**What the task asks:** Copy out word for word everything below, from the start of the entries down to and including the line with "(1170, 722)".

::::

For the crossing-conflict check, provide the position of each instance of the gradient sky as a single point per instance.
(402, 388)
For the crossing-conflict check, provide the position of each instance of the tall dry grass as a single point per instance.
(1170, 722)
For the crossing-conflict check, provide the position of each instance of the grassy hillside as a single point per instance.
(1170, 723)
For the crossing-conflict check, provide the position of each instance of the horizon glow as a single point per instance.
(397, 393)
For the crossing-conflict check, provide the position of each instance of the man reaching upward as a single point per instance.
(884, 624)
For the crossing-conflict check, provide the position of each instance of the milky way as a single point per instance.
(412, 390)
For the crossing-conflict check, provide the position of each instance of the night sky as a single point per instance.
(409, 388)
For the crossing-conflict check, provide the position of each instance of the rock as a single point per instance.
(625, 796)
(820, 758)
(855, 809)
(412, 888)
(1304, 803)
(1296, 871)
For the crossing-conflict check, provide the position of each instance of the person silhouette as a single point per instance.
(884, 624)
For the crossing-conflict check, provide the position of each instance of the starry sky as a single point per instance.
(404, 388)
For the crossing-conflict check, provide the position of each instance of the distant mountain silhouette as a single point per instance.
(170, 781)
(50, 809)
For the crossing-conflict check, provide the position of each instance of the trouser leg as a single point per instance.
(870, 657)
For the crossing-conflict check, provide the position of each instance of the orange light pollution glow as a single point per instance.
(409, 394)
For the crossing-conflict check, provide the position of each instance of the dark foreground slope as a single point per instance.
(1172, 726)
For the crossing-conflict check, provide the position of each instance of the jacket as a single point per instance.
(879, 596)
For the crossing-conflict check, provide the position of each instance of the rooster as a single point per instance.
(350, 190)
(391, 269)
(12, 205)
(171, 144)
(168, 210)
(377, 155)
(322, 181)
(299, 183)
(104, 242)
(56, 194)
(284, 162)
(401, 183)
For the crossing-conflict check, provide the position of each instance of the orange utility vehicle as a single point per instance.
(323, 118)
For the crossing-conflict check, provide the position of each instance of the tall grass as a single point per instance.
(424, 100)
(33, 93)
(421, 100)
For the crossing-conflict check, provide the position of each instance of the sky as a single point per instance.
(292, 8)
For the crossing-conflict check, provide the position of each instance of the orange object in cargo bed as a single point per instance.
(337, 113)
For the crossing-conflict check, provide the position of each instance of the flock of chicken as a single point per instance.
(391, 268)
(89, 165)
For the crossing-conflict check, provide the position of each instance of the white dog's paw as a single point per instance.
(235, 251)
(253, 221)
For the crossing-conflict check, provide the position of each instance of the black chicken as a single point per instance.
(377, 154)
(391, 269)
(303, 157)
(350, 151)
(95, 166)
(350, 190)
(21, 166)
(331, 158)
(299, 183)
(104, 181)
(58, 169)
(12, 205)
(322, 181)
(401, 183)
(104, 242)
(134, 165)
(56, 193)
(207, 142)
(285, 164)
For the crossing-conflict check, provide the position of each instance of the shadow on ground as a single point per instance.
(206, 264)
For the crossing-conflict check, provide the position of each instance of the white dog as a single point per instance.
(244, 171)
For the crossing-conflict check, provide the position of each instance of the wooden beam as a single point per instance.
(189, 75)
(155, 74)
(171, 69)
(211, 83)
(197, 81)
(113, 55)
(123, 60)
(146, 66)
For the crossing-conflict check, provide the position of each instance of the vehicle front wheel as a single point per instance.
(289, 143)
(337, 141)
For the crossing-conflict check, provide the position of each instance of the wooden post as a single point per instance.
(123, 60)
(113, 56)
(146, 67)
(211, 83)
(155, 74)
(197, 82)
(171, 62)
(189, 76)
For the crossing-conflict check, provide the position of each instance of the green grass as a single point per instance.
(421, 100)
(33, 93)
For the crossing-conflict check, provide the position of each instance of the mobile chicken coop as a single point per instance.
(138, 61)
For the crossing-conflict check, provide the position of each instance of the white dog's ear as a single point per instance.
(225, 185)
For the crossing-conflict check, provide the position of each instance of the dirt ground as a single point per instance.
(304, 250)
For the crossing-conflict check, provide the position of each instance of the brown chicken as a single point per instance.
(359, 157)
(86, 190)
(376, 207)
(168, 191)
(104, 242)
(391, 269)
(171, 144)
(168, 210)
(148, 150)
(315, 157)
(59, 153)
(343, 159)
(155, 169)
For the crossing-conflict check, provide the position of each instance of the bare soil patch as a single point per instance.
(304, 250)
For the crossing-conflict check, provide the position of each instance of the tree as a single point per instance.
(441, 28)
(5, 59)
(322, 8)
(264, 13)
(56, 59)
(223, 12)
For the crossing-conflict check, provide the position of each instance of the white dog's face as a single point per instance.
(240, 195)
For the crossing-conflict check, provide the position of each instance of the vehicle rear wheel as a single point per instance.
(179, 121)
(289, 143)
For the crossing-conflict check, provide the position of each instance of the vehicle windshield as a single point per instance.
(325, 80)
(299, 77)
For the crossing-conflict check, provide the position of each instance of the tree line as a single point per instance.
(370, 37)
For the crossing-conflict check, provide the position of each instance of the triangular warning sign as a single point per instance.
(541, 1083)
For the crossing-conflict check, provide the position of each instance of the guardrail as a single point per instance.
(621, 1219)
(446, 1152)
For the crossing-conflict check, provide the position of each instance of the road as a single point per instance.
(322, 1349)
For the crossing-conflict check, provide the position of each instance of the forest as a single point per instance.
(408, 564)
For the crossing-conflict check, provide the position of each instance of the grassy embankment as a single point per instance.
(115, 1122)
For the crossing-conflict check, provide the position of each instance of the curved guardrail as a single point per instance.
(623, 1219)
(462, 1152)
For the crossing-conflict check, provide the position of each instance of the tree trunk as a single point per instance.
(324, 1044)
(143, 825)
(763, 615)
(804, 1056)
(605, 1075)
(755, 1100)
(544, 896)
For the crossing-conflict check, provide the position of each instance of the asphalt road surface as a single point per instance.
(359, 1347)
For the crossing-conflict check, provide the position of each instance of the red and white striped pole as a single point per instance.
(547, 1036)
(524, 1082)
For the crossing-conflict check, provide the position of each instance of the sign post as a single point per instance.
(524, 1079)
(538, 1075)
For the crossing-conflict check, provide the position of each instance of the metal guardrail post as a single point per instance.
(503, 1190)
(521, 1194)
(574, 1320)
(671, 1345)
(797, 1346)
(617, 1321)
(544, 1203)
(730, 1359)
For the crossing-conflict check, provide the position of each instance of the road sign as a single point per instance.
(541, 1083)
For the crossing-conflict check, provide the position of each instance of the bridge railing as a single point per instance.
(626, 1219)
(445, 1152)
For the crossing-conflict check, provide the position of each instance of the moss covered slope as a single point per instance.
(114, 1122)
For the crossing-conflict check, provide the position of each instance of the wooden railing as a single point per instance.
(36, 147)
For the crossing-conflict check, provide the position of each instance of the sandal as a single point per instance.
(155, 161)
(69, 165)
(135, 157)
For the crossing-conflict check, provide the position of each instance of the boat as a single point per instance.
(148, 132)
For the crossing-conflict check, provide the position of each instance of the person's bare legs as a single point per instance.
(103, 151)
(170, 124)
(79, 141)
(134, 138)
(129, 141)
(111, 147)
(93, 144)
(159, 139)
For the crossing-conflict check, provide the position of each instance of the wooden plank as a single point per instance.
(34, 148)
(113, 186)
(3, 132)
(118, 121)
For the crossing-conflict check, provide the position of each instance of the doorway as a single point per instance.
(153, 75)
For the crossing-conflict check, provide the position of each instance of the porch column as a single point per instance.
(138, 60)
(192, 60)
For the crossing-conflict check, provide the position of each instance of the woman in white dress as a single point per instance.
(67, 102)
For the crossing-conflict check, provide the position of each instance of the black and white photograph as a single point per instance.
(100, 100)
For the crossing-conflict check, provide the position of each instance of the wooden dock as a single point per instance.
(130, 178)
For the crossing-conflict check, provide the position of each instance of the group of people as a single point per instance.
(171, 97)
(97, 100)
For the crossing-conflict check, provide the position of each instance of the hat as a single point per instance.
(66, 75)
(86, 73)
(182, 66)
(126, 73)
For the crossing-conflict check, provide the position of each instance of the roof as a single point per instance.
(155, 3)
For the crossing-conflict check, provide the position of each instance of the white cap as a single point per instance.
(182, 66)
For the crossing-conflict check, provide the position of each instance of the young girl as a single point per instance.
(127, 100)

::::

**Task solution:**
For the crossing-conflict check, provide the position of each instance of the gradient sky as a single point per instance.
(402, 388)
For the crossing-conflict check, provide the position of each instance of the tall dry grass as a single point per instance.
(1170, 722)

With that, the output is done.